Phrase grounding data:
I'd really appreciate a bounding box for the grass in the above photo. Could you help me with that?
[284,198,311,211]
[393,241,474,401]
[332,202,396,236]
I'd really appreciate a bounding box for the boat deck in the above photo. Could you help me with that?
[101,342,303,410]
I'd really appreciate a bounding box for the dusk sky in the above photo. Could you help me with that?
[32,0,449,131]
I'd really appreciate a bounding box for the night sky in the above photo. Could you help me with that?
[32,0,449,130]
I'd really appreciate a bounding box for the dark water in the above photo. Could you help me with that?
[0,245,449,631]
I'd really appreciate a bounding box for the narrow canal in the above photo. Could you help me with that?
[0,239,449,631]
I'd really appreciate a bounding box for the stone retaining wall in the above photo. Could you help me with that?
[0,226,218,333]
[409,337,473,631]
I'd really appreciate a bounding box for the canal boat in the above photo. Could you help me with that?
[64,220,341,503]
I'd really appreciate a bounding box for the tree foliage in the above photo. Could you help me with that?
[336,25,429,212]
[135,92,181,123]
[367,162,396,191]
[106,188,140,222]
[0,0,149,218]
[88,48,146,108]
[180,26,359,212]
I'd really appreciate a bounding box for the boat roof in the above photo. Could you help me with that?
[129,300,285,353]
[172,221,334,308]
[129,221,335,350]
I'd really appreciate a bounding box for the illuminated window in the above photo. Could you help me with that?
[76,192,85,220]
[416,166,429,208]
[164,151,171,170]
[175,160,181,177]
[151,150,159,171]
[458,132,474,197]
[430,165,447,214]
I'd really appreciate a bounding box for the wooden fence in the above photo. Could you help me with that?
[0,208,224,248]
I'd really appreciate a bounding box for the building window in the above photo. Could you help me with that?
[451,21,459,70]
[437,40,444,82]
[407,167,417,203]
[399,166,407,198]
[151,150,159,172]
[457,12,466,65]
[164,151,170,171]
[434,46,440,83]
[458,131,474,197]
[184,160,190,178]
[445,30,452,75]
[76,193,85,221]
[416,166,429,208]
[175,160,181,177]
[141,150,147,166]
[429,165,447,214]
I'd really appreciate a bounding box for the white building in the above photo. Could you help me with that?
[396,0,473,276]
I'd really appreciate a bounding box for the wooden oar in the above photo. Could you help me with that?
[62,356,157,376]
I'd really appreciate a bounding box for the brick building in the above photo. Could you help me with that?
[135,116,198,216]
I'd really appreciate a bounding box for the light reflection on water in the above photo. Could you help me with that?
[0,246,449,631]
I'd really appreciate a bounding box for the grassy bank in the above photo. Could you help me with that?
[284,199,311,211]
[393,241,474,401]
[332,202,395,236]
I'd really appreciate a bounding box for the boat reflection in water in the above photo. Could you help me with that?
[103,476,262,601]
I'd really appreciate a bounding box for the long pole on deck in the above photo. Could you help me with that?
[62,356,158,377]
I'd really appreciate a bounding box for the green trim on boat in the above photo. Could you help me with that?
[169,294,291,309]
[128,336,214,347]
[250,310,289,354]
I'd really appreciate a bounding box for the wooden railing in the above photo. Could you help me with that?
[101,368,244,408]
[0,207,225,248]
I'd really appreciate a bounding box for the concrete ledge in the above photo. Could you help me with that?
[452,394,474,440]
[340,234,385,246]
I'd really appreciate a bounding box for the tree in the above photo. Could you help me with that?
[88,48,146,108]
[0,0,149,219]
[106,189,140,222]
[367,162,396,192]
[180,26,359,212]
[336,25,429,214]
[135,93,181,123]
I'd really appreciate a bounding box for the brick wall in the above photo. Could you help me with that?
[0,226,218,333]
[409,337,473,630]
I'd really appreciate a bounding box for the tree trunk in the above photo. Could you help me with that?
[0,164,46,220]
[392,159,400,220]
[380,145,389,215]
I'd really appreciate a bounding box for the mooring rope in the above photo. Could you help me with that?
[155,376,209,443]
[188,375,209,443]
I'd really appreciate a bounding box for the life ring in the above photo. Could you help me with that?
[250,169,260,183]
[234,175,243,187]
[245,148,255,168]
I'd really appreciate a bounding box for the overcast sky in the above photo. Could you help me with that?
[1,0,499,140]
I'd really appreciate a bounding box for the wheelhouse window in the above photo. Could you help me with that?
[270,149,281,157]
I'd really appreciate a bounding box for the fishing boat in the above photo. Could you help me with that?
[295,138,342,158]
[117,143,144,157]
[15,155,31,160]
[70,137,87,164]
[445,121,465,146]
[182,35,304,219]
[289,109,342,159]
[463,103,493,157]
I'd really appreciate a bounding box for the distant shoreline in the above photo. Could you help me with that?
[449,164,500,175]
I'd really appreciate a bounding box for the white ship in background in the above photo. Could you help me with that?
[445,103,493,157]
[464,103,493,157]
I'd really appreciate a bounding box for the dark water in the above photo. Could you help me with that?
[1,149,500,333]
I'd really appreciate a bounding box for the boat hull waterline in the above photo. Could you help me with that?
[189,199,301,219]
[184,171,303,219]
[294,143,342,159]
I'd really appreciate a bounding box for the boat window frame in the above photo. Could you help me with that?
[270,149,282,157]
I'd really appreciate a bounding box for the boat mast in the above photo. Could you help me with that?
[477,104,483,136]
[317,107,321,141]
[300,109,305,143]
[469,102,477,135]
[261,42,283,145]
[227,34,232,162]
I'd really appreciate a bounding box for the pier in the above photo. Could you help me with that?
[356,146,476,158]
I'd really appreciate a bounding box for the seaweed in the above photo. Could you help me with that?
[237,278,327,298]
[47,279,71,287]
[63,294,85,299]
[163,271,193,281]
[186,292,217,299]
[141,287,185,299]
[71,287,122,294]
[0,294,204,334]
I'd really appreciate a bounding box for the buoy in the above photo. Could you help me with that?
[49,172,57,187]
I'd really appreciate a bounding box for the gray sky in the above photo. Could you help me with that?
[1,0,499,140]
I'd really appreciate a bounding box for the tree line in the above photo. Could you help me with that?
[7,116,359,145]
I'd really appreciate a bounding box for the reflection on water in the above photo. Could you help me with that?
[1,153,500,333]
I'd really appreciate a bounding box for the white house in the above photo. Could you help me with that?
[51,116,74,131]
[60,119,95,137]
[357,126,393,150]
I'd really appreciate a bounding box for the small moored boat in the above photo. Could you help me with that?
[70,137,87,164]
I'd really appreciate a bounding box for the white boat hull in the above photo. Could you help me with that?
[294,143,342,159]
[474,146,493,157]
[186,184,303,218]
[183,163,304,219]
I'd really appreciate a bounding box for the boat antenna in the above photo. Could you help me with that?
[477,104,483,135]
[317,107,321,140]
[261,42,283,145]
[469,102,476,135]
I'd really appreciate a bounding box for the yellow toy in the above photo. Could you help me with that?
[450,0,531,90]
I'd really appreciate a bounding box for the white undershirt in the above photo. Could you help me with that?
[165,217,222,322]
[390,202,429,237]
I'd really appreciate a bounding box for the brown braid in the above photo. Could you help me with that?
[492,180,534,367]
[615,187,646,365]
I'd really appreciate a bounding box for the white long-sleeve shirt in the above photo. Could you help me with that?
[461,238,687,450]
---
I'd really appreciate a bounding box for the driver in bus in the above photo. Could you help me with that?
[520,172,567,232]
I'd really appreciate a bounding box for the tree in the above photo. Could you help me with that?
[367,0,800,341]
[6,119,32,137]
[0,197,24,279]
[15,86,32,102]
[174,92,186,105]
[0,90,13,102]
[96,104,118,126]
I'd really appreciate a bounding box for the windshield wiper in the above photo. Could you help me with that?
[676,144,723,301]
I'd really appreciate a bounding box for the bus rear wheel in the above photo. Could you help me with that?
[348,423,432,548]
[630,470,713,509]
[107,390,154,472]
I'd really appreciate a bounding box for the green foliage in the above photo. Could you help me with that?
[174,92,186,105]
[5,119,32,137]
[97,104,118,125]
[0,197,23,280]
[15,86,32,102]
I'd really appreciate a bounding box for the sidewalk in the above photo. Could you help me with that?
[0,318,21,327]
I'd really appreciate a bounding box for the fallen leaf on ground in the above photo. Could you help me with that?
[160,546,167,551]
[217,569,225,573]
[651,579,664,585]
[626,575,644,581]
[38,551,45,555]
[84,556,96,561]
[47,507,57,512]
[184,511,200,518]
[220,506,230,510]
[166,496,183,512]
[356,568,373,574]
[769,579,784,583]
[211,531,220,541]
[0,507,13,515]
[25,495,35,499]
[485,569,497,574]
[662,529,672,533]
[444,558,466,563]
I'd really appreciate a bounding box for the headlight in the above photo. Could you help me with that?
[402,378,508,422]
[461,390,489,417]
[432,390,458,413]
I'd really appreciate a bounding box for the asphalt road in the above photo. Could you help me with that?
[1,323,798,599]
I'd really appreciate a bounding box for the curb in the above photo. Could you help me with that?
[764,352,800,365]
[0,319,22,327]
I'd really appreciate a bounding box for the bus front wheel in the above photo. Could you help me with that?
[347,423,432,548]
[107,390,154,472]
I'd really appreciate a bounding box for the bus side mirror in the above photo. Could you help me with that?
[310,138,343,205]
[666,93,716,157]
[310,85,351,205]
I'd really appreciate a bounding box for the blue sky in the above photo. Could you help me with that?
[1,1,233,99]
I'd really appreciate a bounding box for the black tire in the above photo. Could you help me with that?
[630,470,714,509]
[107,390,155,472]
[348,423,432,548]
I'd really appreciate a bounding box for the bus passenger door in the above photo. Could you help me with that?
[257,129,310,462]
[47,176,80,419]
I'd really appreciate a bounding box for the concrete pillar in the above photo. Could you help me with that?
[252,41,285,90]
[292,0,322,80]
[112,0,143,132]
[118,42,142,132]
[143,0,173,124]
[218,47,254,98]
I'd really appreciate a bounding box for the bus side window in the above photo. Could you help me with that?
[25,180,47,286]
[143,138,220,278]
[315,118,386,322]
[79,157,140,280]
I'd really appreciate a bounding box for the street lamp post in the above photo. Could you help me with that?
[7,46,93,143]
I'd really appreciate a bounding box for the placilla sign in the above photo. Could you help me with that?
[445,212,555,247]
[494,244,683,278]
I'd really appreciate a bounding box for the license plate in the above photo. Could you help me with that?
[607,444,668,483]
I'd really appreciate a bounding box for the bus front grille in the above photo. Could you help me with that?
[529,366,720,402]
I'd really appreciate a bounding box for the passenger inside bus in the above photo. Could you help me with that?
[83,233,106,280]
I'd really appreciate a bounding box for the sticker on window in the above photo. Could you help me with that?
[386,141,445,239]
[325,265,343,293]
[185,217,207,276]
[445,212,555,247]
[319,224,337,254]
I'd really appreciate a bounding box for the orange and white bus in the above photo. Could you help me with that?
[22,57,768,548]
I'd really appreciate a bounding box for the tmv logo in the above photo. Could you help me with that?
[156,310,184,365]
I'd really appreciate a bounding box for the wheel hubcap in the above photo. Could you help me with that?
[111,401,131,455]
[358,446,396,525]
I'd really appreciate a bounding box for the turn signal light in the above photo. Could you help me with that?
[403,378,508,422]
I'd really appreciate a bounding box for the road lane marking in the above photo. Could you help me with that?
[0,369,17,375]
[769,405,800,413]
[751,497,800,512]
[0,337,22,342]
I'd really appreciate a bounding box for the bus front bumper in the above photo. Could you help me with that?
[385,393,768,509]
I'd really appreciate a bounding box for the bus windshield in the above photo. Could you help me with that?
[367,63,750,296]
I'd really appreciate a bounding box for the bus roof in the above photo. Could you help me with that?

**WHAT THIS TASK INVOLVES**
Starting at the line that has "I'd really appreciate a bounding box for the turn" and ending at the line that has "I'd really appreciate a bounding box for the bus roof", please write out the lines above exactly, leaving out all others.

**WRITTEN ANSWER**
I'd really appreciate a bounding box for the turn signal light in the above photo. Could you help me with that?
[403,378,508,422]
I'd really appreciate a bounding box for the road lane marking in the above photo. Could you help me with that?
[0,369,17,375]
[769,405,800,413]
[751,497,800,512]
[0,337,22,342]
I'd really appreciate a bounding box for the bus front bumper in the above photo. Could you help me with that?
[385,393,768,509]
I'd really appreciate a bounding box for the bus windshield in the above photo. Could you help me with that?
[367,63,750,296]
I'd really appreciate a bounding box for the bus roof in the above photo. Could you help me with that?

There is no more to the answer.